_TEXT UNDER STUDY:_
════

Japanese man who returned from Wuhan with the novel virus infection did not visit the Huanan Seafood Wholesale Market or any other live animal markets in Wuhan. This raises the possibility that the virus have already acquired the ability to spread among humans.
A week after the World Health Organization (WHO) said that preliminary investigation indicates that the novel coronavirus identified in people in the Chinese city of Wuhan has “no significant human-to-human transmission, there appears evidence suggesting otherwise. A Japanese man who returned from Wuhan was found to be infected with the novel virus. According to the WHO, the person had not visited the Huanan Seafood Wholesale Market or any other live animal markets in Wuhan. In fact, he had come in “close contact with a person with pneumonia”.
“We are still in the early stages of understanding this new virus, where it came from, and how it affects people. There is still many unknowns, and the situation may continue to evolve,” the WHO tweeted on January 16. The next day the WHO said: “Not enough is known about the novel coronavirus to draw definitive conclusions about how it is transmitted, clinical features of disease, or the extent to which it has spread. The source also remains unknown.”
Based on preliminary epidemiological investigation, it was earlier said that most patients had come in close contact with animals or frequently visited a wholesale seafood market, which has been closed since January 1.
According to the WHO, 763 people, including medical staff, who have come in close contact with patients infected with the novel coronavirus have been identified for close monitoring. “At this stage, there is no infection among healthcare workers, and no clear evidence of human-to-human transmission,” the WHO said on January 12, 2020. It also said there is “no clear evidence” that the virus “easily passes” from one person to another.

════

_RECORDED DATA:_
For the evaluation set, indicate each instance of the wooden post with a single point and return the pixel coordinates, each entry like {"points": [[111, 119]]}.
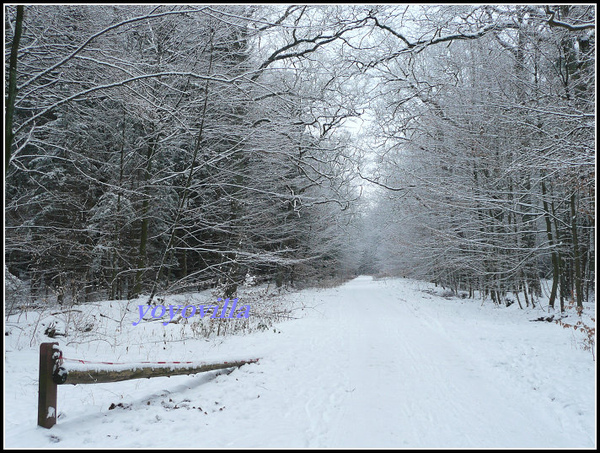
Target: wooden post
{"points": [[47, 387]]}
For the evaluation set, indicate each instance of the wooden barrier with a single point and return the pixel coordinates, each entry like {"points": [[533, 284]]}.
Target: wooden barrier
{"points": [[52, 374]]}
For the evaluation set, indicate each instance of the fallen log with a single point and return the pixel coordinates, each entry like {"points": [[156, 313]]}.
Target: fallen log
{"points": [[65, 375]]}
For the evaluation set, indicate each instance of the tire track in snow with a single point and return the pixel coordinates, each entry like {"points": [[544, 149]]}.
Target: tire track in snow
{"points": [[389, 376]]}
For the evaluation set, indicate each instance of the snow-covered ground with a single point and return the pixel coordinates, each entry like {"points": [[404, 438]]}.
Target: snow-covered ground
{"points": [[385, 363]]}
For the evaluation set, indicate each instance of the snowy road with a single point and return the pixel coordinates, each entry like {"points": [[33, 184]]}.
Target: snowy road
{"points": [[369, 364], [385, 373]]}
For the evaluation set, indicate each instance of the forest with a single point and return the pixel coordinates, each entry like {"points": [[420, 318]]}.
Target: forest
{"points": [[158, 149]]}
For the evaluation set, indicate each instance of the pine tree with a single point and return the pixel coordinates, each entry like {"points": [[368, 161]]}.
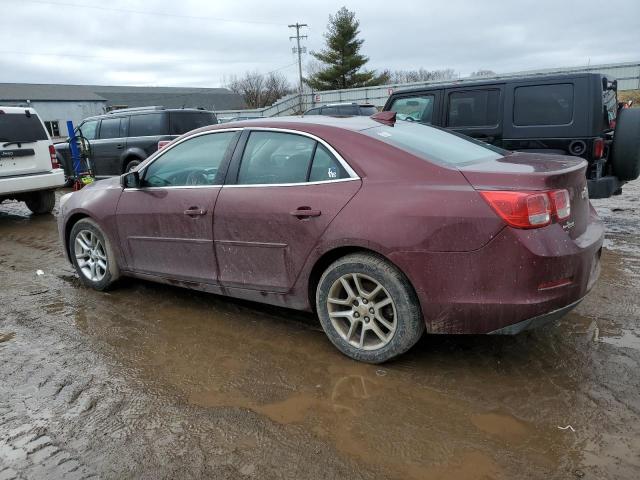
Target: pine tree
{"points": [[341, 57]]}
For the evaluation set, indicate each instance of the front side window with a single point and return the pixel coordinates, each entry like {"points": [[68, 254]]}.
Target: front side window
{"points": [[88, 129], [193, 162], [416, 109], [275, 157], [15, 127], [474, 108], [148, 125], [110, 128], [543, 105]]}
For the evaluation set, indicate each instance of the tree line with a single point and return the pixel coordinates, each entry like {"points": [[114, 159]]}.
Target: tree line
{"points": [[338, 66]]}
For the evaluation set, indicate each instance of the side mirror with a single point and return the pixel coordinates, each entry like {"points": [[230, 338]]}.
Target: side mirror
{"points": [[130, 180]]}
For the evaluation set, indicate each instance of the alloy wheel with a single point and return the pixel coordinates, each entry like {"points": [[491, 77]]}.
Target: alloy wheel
{"points": [[362, 311], [90, 255]]}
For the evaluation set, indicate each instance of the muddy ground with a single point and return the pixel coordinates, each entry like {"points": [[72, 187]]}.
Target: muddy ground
{"points": [[151, 381]]}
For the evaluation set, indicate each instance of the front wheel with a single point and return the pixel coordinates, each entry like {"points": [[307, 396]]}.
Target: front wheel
{"points": [[368, 308], [92, 255]]}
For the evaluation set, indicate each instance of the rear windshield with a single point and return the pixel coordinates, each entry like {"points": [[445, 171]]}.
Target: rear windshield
{"points": [[16, 127], [434, 144], [183, 122], [368, 110]]}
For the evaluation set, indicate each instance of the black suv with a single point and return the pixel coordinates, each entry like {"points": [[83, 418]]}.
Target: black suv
{"points": [[121, 139], [572, 114], [344, 109]]}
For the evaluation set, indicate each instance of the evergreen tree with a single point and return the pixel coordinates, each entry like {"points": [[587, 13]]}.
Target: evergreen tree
{"points": [[341, 58]]}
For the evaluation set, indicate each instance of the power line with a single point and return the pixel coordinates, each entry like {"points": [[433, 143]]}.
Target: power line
{"points": [[148, 12], [298, 50]]}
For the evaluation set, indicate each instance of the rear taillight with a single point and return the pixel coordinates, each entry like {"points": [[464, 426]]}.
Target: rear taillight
{"points": [[598, 148], [560, 204], [520, 209], [529, 209], [54, 158]]}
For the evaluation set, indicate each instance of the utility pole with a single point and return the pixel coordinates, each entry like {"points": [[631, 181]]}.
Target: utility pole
{"points": [[299, 50]]}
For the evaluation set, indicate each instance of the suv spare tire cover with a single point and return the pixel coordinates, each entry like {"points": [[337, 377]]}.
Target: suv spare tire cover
{"points": [[625, 157]]}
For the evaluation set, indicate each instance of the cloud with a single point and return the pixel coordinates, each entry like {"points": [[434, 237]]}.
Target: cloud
{"points": [[110, 44]]}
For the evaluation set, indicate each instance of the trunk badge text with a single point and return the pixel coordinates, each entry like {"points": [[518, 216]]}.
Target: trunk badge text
{"points": [[585, 193]]}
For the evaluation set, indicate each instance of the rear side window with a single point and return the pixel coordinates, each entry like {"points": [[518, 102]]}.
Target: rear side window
{"points": [[417, 109], [147, 125], [110, 128], [330, 110], [18, 127], [473, 108], [183, 122], [347, 110], [274, 157], [325, 166], [543, 105], [435, 144]]}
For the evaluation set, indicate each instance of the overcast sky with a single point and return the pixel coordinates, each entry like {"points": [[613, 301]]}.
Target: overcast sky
{"points": [[202, 42]]}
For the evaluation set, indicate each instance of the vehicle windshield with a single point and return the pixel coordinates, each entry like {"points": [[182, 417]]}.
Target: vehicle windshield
{"points": [[435, 144], [17, 127], [183, 122]]}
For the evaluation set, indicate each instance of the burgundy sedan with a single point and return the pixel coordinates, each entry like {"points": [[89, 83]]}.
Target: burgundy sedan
{"points": [[385, 229]]}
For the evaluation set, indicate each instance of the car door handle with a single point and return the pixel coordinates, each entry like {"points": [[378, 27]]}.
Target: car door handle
{"points": [[306, 212], [195, 211]]}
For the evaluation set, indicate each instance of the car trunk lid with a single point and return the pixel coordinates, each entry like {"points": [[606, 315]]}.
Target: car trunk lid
{"points": [[24, 143], [537, 172]]}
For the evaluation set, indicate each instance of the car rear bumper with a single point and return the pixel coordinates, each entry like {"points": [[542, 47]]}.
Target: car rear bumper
{"points": [[31, 183], [508, 282], [536, 322]]}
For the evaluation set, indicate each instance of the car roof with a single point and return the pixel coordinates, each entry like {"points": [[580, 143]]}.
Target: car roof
{"points": [[129, 112], [492, 81], [353, 123]]}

════

_USING THE INFORMATION:_
[A] Rewrite the stretch of the coronavirus article from "According to the WHO, 763" through "person to another.", replacing "close monitoring" with "daily observation".
[B] Write the next part of the coronavirus article, picking up after its final sentence.

_RESPONSE LIST:_
[A]
According to the WHO, 763 people, including medical staff, who have come in close contact with patients infected with the novel coronavirus have been identified for daily observation. “At this stage, there is no infection among healthcare workers, and no clear evidence of human-to-human transmission,” the WHO said on January 12, 2020. It also said there is “no clear evidence” that the virus “easily passes” from one person to another.

[B]
Japanese patient confirms human spread
But the case of the Japanese patient, who has since been discharged from hospital, does indicate that the virus has already acquired the ability to spread from one person to another.
On January 16, the WHO tweeted: “The fact that some cases do not seem to be linked with the Huanan seafood market means we cannot exclude the possibility of limited human-to-human transmission. It added saying that there is “no clear evidence of sustained human-to-human transmission and there are no infections reported among health care workers”.
In more than one place
Another layer of complexity is in the place of origin of the infections. Earlier, the Huanan Seafood Market was considered as the place from where most people got infected. But the 61-year-old Chinese woman who had travelled from Wuhan to Thailand and was found to be infected with the virus had “not visited the Wuhan seafood market but another market where freshly slaughtered animals are sold”, the New York Times reported.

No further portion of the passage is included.